- EXERCISE TASK
Count how many lines in the records below contain the word "brick". Reply with the number alone.

-.-.-

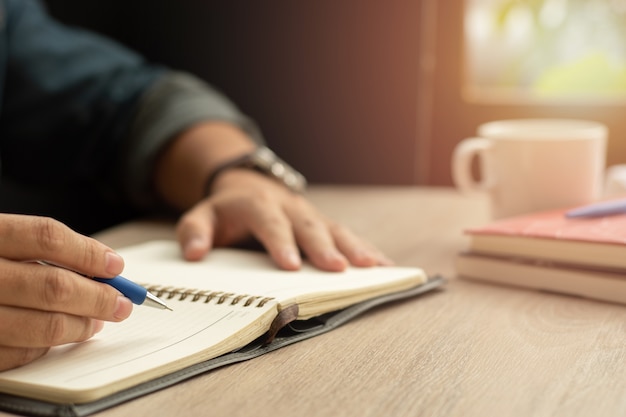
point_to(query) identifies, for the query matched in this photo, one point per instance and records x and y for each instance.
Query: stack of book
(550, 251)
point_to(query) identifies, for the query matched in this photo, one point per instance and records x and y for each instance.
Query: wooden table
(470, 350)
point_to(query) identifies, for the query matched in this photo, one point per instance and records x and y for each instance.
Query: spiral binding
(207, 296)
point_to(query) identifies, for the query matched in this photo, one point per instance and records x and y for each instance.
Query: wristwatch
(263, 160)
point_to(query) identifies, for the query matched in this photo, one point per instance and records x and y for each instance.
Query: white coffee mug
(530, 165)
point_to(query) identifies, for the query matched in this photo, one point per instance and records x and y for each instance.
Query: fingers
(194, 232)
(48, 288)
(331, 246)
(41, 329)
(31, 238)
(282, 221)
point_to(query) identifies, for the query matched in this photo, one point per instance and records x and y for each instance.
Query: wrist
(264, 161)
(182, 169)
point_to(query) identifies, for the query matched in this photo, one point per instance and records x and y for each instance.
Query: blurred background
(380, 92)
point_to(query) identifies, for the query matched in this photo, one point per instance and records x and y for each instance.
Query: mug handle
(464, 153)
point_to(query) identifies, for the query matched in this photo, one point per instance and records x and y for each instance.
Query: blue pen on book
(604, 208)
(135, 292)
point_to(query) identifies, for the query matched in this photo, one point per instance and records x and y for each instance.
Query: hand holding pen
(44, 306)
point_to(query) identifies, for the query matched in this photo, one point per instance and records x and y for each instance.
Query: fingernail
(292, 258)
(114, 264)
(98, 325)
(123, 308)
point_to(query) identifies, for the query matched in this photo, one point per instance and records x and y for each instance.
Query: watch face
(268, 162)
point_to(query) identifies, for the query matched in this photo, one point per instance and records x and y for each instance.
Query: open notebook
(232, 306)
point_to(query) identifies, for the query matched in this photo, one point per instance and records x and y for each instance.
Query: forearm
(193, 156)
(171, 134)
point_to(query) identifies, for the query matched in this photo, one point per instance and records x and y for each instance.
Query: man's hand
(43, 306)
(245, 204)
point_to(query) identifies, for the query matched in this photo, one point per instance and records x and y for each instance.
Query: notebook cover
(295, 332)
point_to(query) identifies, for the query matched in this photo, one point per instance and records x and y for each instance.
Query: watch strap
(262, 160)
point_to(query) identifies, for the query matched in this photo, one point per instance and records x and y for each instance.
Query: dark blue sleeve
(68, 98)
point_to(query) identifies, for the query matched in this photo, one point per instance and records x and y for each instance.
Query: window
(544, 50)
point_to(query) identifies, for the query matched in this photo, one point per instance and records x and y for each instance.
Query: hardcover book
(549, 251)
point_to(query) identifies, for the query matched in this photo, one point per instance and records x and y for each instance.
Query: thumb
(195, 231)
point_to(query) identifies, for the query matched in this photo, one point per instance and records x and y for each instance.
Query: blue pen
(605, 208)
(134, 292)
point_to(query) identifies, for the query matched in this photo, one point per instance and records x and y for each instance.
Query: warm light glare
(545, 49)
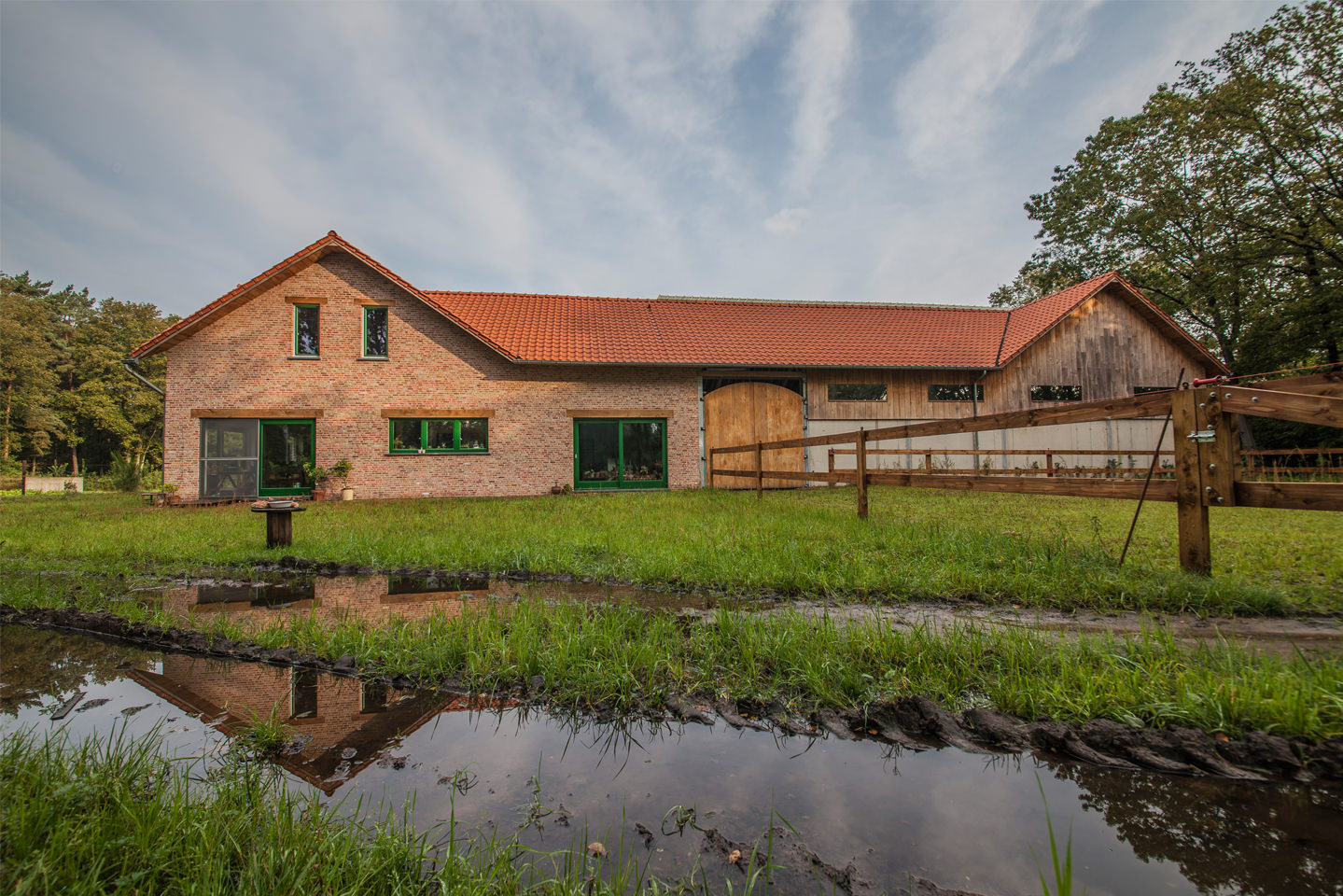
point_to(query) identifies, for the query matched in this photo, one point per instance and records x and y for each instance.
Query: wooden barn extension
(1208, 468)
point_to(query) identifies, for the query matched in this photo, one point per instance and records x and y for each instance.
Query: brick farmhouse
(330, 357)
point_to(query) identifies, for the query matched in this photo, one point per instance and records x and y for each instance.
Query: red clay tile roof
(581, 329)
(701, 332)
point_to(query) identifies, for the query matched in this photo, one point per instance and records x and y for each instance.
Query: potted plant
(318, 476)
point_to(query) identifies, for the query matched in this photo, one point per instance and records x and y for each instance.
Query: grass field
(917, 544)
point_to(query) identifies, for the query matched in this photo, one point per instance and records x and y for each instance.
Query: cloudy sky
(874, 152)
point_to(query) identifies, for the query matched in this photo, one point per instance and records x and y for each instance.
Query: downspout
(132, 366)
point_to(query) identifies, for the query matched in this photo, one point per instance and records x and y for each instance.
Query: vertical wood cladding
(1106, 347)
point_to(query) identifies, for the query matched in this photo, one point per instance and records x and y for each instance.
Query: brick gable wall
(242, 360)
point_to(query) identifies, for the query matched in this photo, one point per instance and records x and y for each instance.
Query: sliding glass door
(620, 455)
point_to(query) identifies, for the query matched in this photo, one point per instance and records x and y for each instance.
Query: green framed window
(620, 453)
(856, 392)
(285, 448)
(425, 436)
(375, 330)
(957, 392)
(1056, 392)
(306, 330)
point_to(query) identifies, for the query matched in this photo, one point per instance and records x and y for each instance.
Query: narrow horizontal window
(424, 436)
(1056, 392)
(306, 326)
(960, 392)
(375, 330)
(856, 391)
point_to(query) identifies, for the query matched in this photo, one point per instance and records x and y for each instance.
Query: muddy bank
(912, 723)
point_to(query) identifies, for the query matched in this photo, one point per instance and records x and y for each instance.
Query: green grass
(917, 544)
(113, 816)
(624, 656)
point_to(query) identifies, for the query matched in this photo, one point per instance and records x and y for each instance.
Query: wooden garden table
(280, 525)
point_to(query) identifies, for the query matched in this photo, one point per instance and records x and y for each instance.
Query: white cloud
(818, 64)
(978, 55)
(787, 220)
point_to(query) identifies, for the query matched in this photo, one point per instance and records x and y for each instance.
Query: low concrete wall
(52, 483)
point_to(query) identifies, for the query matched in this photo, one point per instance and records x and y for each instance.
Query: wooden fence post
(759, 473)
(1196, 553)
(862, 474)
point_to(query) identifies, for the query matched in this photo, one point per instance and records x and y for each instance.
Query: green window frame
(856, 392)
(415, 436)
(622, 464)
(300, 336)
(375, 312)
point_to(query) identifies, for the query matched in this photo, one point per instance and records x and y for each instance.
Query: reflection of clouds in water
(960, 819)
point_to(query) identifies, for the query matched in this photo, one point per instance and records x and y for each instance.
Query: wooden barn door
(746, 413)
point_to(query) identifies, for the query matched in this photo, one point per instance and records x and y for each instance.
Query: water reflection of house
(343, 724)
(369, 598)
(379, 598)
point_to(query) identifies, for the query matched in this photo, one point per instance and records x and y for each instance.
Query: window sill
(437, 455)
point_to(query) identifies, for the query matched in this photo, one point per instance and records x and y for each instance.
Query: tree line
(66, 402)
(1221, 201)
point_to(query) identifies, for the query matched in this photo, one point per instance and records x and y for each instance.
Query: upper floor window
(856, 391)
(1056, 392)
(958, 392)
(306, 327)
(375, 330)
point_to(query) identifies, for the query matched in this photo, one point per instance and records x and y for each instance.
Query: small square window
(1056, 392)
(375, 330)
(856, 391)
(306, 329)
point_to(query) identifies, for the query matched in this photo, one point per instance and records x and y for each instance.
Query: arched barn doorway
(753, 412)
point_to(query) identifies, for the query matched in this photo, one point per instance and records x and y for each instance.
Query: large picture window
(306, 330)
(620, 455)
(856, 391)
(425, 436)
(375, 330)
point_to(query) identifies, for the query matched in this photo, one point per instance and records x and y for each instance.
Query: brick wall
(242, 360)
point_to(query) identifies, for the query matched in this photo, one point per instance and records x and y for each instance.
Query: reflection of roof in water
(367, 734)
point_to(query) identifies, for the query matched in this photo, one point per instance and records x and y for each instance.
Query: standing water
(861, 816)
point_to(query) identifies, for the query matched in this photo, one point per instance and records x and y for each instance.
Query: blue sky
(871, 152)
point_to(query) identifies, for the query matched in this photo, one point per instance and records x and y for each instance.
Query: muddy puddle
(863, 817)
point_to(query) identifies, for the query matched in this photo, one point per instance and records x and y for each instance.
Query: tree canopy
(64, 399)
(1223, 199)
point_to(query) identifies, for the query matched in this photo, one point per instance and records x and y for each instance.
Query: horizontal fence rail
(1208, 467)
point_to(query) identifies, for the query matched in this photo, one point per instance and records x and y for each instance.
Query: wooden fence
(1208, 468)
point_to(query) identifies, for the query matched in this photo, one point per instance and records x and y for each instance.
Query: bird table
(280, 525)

-.-.-

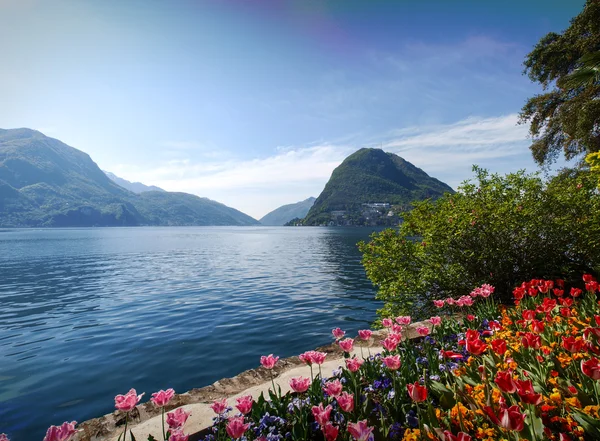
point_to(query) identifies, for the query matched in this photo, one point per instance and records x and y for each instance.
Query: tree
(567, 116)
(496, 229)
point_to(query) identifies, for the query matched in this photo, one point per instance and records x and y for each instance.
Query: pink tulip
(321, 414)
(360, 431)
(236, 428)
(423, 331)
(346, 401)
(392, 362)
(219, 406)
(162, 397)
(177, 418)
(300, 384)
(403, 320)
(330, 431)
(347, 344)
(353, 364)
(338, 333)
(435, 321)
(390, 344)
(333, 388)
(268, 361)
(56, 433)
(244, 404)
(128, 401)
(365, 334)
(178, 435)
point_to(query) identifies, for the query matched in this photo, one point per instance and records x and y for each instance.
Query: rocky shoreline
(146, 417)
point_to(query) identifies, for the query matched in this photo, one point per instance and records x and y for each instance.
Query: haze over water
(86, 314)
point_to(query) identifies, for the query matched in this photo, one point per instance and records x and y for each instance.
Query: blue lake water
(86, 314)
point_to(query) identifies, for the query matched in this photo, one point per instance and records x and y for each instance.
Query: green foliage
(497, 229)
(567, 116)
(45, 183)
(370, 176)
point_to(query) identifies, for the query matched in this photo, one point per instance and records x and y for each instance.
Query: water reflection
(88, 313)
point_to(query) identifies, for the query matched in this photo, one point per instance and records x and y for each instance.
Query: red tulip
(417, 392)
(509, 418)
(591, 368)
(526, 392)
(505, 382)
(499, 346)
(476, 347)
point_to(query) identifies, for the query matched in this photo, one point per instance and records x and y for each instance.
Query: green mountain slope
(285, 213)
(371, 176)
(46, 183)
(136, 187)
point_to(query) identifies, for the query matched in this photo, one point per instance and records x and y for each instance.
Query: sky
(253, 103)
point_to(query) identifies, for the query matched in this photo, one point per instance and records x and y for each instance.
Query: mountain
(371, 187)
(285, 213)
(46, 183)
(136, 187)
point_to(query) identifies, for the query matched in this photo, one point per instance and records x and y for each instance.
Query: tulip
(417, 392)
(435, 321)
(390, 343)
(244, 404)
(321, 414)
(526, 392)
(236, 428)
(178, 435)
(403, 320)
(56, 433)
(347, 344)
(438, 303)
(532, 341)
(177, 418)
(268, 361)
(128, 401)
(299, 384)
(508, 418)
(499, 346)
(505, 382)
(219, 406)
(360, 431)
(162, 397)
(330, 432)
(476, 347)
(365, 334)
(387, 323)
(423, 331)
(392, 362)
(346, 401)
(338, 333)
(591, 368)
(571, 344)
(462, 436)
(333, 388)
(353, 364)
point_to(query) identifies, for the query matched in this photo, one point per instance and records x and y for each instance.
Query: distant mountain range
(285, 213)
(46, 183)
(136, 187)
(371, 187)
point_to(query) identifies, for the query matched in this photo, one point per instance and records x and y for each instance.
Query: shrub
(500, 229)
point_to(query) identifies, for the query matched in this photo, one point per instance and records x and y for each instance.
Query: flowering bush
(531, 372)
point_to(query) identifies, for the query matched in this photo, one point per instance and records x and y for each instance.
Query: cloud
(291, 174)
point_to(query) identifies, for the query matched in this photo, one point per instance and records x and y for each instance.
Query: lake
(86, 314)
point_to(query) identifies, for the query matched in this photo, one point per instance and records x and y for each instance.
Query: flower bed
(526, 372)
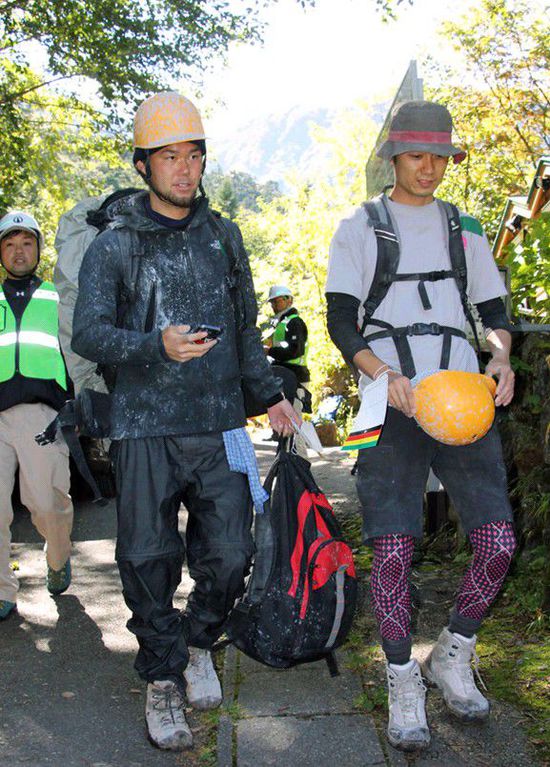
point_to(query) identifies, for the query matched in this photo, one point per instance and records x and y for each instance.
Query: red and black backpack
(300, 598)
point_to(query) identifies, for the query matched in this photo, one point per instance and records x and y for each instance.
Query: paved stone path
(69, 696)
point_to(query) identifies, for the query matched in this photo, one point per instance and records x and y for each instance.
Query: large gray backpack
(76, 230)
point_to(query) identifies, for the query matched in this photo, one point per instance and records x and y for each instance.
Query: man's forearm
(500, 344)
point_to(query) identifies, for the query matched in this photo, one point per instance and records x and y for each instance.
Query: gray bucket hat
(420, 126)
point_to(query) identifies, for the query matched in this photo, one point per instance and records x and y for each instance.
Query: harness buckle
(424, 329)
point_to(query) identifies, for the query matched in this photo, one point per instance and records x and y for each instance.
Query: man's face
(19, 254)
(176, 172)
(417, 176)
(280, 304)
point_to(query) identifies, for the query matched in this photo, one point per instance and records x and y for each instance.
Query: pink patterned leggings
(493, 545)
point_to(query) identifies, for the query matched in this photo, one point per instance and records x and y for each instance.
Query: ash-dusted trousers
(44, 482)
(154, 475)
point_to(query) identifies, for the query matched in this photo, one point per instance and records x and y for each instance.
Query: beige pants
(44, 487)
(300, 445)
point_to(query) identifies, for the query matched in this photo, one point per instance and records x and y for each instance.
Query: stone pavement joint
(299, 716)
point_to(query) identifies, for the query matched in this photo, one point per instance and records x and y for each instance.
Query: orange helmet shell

-.-.-

- WRITTEN ANSWER
3